COMPITO 1>
Rispondi a queste domande sul testo su Alula Engida:
(a) In che anno morì Alula?
(b) Secondo Arnaldo Cipolla, che cosa rispose Alula alla domanda su come si battono gli italiani?
(c) Secondo Domenico Quirico, dove conquistò Alula il suo trofeo più bello?
COMPITO 2> Stampa senza alcuna modifica il passo del testo su Alula Engida che va da "Alula Engida (1827" giù fino a "rispose. (Arnaldo Cipolla)".

SEZIONE DEL DOCUMENTO>
........

Alula Engida

militare e politico etiope (1827 o 1847 - 1897)

Alula Engida (1827 – 1897), militare e politico etiope.

Alula nel 1890

Citazioni di Alula modifica

  • Ai vostri cannoni e ai vostri fucili non si resiste: ma in un combattimento con altre armi la vittoria non sarebbe per voi.[1]

Citazioni su Alula modifica

  • Ad un banchetto dove Micael volle fossi convitato anch'io avevo Alula vicino a me accoccolato per terra che masticava con appetito la carne cruda del convito.
    – Come si battono Alula gli italiani, chiesi?
    – Come ambisa (leoni) mi rispose. (Arnaldo Cipolla)
  • Alula, che all'inizio aveva accettato con riverenza i nostri doni, in realtà non ci detestava per ragioni pattriotiche ma per ben più tangibili motivazioni economiche. I territori su cui avevamo cominciato a sistemarci da padroni erano la sua riserva di caccia e di razzia, perciò non aveva nessuna intenzione di accettare la concorrenza di nuovi arrivati che promettevano di tosare quelle disgraziate tribù forse con non meno accuratezza di lui ma certo con più riguardi. Insomma gli rovinavamo la piazza. [...] Dedicherà il resto della sua vita impetuosa a nuocerci, conquistando a Adua il suo trofeo più bello. Non lo animava certo l'amor di patria, concetto a lui impervio, tanto che passò la vita a districarsi tra il negus, lontanissimo, e il ras del Tigrè, vicinissimo, con la consumata abilità di un argonauta. (Domenico Quirico)

........

DATI MOSTRATI>
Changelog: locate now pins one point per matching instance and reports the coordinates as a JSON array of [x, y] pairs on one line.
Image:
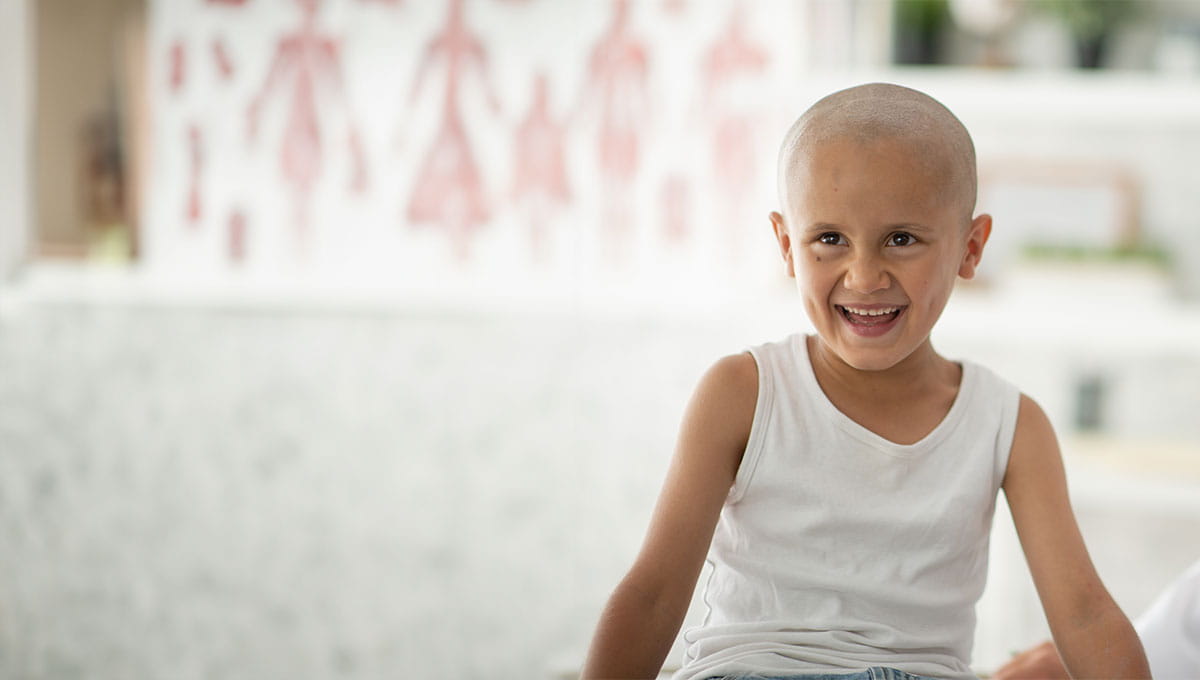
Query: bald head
[[880, 110]]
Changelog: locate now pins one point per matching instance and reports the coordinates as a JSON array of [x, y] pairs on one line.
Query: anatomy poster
[[510, 146]]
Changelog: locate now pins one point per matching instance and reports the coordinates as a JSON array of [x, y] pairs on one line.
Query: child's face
[[875, 246]]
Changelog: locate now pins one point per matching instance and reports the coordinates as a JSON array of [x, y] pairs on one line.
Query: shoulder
[[720, 414], [1035, 446]]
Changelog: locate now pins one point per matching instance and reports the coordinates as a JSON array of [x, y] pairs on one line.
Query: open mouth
[[870, 320]]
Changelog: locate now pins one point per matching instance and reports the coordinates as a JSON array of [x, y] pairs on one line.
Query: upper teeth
[[873, 312]]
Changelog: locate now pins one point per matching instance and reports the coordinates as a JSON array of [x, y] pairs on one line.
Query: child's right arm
[[647, 608]]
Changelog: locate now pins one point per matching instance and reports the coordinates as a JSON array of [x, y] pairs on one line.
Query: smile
[[870, 322]]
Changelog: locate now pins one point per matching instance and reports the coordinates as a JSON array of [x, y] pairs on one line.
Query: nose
[[865, 274]]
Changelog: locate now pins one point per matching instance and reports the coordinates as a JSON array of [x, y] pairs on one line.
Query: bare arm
[[647, 608], [1090, 631]]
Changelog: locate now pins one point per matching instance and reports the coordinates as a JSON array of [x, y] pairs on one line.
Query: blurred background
[[348, 338]]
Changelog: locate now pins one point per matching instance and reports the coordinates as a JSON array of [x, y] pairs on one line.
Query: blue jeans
[[874, 673]]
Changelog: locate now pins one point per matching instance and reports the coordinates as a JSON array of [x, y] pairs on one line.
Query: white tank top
[[838, 549]]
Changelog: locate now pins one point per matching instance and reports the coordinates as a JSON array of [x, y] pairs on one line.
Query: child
[[843, 483]]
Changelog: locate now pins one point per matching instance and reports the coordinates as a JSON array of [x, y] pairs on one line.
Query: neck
[[915, 374]]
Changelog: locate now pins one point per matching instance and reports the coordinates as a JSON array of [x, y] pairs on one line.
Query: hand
[[1041, 662]]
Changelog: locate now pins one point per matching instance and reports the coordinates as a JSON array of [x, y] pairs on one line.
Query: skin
[[875, 217]]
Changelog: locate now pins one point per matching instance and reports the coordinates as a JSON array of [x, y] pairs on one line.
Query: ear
[[977, 238], [785, 241]]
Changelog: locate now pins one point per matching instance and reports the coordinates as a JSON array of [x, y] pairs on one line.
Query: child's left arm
[[1093, 636]]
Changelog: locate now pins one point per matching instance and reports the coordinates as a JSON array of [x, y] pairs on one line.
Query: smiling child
[[843, 485]]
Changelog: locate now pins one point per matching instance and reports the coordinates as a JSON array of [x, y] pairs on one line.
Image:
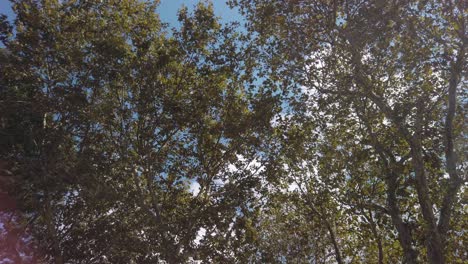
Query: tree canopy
[[312, 132]]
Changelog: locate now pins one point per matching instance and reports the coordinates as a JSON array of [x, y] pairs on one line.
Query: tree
[[395, 71], [112, 120]]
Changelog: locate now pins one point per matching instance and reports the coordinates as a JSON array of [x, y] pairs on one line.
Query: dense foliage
[[318, 132]]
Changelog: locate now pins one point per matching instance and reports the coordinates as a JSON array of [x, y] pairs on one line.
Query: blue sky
[[167, 10]]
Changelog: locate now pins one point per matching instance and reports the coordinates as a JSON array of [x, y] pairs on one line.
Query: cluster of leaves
[[323, 132], [374, 138], [121, 135]]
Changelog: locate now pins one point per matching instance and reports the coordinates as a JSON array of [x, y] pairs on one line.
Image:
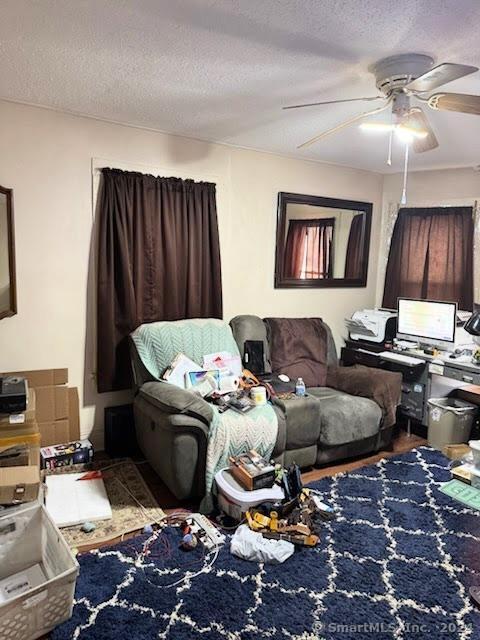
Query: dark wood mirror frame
[[281, 282], [11, 254]]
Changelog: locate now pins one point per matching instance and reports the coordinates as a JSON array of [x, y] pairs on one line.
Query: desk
[[434, 377]]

........

SOLUZIONE 1>
(a) Nel 1897.
(b) Rispose: "Come ambisa (leoni)".
(c) Ad Adua.

SOLUZIONE 2>
Alula Engida (1827 – 1897), militare e politico etiope.

Alula nel 1890

Citazioni di Alula modifica

  • Ai vostri cannoni e ai vostri fucili non si resiste: ma in un combattimento con altre armi la vittoria non sarebbe per voi.[1]

Citazioni su Alula modifica

  • Ad un banchetto dove Micael volle fossi convitato anch'io avevo Alula vicino a me accoccolato per terra che masticava con appetito la carne cruda del convito.
    – Come si battono Alula gli italiani, chiesi?
    – Come ambisa (leoni) mi rispose. (Arnaldo Cipolla)